Rescale the stretch of material from the line containing "Ground the overhead wire now." through the line containing "[254,152,270,160]", both ends included, by giving every line again in order, with each request line unchanged. Multiply every bounding-box coordinate in that stretch by 0.55 and round it to a whole number, with halves rounded up, and include no other lines.

(Entries from a dataset of annotations)
━━━
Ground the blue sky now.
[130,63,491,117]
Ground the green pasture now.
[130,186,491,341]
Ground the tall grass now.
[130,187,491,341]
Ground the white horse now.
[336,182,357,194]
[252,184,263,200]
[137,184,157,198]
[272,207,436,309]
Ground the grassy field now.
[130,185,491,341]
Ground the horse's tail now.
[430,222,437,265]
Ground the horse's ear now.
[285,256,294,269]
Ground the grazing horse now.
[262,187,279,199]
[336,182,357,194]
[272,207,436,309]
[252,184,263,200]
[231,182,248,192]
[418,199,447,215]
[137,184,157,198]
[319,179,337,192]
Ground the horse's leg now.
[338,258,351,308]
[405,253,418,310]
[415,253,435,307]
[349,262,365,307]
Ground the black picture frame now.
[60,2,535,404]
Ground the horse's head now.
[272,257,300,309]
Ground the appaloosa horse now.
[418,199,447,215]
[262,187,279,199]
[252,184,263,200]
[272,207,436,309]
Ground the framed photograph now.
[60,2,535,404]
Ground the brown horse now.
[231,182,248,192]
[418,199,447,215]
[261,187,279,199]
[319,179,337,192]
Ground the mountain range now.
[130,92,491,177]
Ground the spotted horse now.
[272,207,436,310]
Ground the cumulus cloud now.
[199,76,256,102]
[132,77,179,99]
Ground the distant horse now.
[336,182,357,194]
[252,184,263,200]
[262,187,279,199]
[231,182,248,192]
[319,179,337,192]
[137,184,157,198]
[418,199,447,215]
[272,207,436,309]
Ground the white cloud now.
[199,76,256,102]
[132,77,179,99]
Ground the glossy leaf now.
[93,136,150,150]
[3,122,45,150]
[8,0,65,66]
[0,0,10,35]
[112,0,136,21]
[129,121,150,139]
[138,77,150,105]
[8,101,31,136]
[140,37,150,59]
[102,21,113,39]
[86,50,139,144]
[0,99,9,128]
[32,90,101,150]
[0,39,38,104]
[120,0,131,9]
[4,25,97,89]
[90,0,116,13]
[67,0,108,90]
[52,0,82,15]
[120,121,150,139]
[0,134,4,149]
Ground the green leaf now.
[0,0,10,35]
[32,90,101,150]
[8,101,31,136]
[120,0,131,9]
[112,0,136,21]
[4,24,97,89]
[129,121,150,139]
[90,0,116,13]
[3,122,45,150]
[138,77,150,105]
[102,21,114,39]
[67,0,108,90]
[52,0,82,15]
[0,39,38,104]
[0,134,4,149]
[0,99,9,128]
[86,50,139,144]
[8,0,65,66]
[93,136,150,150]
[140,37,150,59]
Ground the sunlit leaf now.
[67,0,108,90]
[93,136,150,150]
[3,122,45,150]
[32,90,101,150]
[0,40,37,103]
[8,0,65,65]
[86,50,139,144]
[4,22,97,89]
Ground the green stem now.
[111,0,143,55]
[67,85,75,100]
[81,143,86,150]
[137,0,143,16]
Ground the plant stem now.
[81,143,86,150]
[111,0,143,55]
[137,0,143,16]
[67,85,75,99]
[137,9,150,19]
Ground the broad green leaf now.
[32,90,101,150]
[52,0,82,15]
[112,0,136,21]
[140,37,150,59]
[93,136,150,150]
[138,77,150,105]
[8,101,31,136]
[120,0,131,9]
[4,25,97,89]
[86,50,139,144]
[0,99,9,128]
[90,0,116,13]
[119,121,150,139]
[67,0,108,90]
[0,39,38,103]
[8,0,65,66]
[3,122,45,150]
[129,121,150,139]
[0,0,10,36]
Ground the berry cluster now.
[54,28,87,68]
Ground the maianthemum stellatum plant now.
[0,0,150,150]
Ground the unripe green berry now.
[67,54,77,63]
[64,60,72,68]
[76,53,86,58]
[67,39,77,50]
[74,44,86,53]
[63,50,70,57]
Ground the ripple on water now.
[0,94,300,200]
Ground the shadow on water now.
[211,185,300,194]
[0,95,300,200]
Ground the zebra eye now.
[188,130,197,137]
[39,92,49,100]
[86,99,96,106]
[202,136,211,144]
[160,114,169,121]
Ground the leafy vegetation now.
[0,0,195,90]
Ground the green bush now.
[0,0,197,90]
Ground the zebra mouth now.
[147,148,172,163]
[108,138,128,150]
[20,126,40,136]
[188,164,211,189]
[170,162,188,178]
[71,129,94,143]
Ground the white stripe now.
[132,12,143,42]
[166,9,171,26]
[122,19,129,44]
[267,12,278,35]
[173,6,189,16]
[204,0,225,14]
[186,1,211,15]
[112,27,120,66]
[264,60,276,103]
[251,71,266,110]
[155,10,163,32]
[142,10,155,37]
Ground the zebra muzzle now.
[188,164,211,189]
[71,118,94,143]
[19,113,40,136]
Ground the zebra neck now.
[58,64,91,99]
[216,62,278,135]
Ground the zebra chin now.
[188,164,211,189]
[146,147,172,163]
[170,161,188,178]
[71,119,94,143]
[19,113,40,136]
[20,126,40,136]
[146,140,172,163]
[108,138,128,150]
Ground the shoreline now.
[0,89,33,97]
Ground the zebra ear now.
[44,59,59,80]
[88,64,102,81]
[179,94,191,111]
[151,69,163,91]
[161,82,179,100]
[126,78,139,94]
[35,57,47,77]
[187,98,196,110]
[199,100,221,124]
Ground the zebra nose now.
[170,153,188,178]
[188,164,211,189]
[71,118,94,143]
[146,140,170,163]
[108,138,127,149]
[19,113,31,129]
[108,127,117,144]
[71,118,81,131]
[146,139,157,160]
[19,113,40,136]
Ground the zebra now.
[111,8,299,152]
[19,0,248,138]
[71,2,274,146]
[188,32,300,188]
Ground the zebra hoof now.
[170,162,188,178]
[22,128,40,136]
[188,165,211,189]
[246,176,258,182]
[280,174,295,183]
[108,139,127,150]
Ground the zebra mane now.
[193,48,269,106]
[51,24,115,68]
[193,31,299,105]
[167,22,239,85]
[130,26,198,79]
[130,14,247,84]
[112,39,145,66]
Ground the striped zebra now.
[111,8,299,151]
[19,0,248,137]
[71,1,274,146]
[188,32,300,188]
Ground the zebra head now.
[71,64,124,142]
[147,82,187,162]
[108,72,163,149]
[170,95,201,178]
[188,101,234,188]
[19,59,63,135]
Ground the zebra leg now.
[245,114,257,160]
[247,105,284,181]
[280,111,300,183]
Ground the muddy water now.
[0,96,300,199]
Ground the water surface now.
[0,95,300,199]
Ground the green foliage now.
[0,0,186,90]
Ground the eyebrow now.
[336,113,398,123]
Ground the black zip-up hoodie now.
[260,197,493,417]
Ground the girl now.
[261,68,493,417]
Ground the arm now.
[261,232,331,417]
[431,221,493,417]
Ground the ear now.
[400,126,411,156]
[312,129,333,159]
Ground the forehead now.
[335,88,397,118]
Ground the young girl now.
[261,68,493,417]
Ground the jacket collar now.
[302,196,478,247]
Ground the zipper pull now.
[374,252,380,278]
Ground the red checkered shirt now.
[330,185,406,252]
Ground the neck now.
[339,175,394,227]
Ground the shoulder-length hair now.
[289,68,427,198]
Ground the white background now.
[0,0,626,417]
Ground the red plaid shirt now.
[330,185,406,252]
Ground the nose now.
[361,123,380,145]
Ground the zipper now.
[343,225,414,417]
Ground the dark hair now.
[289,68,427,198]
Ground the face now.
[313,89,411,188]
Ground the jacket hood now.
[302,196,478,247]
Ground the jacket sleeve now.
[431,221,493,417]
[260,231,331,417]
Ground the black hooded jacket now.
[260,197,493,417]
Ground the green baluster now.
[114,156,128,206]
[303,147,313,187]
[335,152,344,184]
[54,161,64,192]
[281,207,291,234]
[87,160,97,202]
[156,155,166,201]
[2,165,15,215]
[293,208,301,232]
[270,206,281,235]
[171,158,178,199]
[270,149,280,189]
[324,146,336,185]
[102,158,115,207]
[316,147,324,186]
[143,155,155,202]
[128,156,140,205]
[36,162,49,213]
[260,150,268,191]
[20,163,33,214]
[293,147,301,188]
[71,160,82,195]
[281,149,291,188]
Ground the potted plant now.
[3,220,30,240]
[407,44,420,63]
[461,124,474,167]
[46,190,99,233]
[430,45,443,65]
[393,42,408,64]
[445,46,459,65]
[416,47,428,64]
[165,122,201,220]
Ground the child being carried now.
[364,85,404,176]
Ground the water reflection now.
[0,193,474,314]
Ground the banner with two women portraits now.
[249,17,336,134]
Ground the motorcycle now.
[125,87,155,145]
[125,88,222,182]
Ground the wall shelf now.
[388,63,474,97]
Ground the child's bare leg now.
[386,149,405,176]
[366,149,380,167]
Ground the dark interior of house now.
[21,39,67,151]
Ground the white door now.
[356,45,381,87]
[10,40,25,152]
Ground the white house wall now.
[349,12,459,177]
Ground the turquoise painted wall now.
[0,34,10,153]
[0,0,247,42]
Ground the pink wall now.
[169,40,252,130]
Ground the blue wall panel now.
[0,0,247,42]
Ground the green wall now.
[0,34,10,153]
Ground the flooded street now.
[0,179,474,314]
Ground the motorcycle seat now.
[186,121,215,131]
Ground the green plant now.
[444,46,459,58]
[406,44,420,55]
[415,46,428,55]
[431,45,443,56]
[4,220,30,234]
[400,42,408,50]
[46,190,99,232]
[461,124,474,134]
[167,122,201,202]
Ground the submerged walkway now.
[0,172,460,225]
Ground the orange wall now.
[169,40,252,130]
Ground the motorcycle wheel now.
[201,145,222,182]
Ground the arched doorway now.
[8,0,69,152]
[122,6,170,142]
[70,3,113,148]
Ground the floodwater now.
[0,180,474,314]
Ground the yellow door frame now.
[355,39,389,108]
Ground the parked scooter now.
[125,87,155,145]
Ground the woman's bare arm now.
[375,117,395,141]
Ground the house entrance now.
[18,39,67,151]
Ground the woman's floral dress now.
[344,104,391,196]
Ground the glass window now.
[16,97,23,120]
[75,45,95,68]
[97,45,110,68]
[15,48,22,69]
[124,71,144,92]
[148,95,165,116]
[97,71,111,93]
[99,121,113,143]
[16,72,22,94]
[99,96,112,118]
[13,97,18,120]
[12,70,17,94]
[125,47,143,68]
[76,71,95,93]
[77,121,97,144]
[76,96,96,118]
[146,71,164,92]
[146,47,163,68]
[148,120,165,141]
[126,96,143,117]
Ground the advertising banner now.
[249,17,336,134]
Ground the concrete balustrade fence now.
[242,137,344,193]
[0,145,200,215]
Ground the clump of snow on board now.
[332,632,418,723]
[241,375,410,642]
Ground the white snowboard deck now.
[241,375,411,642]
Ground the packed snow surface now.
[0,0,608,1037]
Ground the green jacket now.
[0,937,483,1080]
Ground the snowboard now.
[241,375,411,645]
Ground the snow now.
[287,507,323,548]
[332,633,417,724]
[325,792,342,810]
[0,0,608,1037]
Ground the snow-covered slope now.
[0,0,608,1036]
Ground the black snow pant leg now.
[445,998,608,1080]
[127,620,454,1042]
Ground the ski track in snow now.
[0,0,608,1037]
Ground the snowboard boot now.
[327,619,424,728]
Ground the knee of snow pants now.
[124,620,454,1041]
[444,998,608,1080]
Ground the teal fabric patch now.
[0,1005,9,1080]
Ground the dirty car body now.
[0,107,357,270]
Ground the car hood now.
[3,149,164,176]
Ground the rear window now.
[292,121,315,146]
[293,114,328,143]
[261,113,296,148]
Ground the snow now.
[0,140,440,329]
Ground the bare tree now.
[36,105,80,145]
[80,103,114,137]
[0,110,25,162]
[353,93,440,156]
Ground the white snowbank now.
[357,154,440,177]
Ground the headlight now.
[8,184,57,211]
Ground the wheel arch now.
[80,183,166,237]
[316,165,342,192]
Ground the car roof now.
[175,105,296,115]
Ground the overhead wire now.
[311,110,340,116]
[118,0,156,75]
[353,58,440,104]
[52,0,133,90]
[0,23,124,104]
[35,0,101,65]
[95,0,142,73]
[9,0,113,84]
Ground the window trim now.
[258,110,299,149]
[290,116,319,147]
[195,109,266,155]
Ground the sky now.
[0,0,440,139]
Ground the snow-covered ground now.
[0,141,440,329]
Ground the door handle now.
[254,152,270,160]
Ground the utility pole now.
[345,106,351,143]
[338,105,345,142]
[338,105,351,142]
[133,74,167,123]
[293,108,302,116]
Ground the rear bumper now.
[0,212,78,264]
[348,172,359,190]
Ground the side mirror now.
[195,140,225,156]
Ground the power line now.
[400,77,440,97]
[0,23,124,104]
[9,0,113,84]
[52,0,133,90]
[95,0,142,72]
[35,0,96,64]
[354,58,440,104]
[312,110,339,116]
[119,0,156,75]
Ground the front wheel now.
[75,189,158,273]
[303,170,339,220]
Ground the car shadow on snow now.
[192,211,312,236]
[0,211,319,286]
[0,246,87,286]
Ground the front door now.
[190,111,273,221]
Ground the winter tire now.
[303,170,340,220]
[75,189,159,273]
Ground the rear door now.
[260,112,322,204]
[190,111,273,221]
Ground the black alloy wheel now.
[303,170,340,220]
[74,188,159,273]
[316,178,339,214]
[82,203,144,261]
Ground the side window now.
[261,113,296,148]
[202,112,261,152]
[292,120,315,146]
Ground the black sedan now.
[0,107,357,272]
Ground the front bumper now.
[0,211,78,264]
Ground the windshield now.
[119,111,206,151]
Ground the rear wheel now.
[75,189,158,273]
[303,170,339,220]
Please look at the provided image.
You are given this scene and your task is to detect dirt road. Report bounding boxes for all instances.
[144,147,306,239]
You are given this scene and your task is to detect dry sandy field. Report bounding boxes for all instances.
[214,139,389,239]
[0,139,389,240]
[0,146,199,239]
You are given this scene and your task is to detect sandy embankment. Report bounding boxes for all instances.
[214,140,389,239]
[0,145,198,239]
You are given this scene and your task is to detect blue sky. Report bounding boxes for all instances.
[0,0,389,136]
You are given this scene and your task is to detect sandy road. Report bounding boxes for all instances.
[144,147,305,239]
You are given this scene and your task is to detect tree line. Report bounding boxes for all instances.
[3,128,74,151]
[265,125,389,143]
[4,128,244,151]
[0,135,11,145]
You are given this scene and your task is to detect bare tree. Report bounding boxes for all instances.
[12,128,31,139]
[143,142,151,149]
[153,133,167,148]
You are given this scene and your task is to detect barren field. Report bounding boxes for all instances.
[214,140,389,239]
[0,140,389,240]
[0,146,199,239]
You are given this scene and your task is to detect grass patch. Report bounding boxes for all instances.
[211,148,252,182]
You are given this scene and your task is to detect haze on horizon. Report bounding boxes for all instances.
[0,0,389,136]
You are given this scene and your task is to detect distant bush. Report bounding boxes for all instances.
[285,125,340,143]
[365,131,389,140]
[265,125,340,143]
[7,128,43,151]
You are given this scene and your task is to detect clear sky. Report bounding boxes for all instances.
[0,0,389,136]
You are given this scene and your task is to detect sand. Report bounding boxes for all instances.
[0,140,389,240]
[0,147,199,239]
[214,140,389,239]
━━━
→ **Reply to the task**:
Ground the overhead wire now.
[171,61,187,64]
[65,0,86,41]
[194,32,242,57]
[29,0,73,50]
[0,13,68,57]
[19,0,56,36]
[52,0,78,40]
[5,0,62,46]
Ground the window trim now.
[142,61,164,82]
[160,64,175,81]
[107,60,146,85]
Ground the sky now.
[0,0,242,76]
Ground the snow-covered ground now.
[0,78,242,181]
Ground the door handle now.
[140,84,149,88]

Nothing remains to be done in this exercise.